(Excerpts from a pointing dataset)
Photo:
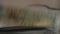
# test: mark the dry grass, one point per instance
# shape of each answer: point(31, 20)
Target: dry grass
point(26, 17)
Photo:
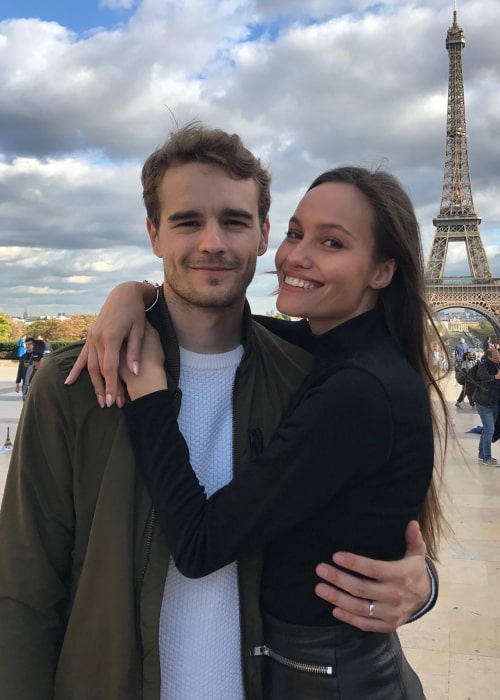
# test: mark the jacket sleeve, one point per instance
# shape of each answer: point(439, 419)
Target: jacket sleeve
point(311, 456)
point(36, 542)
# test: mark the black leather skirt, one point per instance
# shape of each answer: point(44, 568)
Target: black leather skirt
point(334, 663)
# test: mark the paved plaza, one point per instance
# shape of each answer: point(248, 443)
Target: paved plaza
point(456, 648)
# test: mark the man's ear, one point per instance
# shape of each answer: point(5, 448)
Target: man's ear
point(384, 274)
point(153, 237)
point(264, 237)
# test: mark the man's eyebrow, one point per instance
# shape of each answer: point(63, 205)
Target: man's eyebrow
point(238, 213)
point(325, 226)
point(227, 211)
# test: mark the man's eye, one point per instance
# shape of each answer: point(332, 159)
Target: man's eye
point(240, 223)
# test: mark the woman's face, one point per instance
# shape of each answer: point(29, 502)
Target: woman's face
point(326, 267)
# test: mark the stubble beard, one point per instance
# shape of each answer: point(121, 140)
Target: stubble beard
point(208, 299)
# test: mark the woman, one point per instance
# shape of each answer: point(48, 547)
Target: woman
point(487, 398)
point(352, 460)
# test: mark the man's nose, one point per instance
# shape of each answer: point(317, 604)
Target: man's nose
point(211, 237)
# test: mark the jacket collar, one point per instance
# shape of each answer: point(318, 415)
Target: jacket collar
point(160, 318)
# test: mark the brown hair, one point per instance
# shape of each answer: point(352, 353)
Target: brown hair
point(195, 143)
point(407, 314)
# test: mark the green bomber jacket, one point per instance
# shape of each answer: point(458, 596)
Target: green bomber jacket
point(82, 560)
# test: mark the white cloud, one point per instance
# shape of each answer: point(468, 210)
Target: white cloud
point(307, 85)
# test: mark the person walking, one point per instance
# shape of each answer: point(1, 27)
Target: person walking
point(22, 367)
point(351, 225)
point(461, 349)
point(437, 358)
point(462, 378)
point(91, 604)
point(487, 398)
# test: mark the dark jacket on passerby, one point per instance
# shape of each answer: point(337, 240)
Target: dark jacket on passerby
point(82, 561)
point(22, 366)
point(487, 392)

---

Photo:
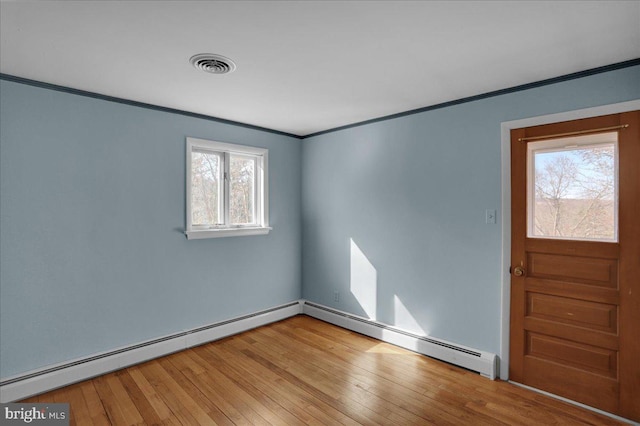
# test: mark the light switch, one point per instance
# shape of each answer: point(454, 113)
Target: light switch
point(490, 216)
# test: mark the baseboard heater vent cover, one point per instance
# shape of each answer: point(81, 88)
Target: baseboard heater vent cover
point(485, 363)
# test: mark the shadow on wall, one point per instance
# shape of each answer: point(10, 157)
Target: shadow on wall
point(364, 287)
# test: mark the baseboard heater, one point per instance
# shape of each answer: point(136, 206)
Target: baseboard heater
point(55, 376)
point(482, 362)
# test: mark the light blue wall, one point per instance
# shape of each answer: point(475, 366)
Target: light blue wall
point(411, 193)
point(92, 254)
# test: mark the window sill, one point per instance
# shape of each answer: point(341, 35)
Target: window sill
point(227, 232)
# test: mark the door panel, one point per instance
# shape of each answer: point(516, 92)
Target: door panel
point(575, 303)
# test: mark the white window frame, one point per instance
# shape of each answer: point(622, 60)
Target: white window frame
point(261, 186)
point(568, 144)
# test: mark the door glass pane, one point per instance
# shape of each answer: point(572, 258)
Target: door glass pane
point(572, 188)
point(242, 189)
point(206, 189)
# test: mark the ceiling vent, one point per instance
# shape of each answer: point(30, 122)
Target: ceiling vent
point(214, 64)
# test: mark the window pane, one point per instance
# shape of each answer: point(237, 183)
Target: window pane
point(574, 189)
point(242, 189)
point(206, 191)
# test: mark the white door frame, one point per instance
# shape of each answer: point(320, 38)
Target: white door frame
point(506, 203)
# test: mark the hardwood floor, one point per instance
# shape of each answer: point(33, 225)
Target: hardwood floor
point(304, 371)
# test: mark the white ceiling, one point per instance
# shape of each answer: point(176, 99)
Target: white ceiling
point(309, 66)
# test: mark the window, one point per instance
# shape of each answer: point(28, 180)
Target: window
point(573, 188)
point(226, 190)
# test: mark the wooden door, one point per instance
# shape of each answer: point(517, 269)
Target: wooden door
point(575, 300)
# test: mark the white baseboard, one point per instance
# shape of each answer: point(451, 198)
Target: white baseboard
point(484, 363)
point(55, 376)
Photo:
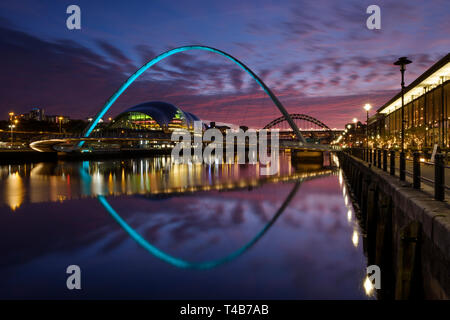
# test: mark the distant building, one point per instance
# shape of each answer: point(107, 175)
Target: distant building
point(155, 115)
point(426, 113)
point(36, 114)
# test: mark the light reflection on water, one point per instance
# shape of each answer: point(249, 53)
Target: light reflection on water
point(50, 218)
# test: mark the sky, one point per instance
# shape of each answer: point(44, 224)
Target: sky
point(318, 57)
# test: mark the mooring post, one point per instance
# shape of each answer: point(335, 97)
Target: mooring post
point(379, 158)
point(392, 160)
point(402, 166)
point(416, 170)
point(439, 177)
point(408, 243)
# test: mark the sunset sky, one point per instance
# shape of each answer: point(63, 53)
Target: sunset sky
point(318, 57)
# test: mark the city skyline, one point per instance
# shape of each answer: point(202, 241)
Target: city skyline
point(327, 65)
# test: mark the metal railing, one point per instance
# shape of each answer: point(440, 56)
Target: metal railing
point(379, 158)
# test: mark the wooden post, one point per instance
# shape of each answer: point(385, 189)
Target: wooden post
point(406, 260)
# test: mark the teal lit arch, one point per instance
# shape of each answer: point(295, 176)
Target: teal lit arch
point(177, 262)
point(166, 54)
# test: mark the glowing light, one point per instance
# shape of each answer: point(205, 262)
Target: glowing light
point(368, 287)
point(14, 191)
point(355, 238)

OBJECTIVE → Retype the items without any changes, starting at the line that contains "# test: mark the door glass" and continuing up to and including the line that contains "point(575, 300)".

SOLUTION →
# test: mark the door glass pane, one point per instance
# shape of each answer: point(572, 258)
Target: door glass pane
point(572, 188)
point(242, 189)
point(206, 189)
# test: mark the ceiling vent, one point per instance
# shape of each answer: point(30, 122)
Target: ceiling vent
point(214, 64)
# test: mark the window pane, one point per instance
# shape of each answer: point(237, 183)
Target: window pane
point(574, 189)
point(242, 189)
point(206, 191)
# test: mark the white door frame, one point per instance
# shape of each answer: point(320, 38)
Target: white door frame
point(506, 203)
# test: mark the hardwood floor, one point per instance
# shape of each answer: point(33, 225)
Target: hardwood floor
point(304, 371)
# test: mark the white ceiling, one point per instance
# shape of each answer: point(176, 99)
Target: white ceiling
point(309, 66)
# test: mark the window, one point per instance
# shape of each answer: point(28, 180)
Target: window
point(573, 188)
point(226, 190)
# test: mark the wooden door, one point per instance
# shape of each answer: point(517, 269)
Target: wooden door
point(575, 300)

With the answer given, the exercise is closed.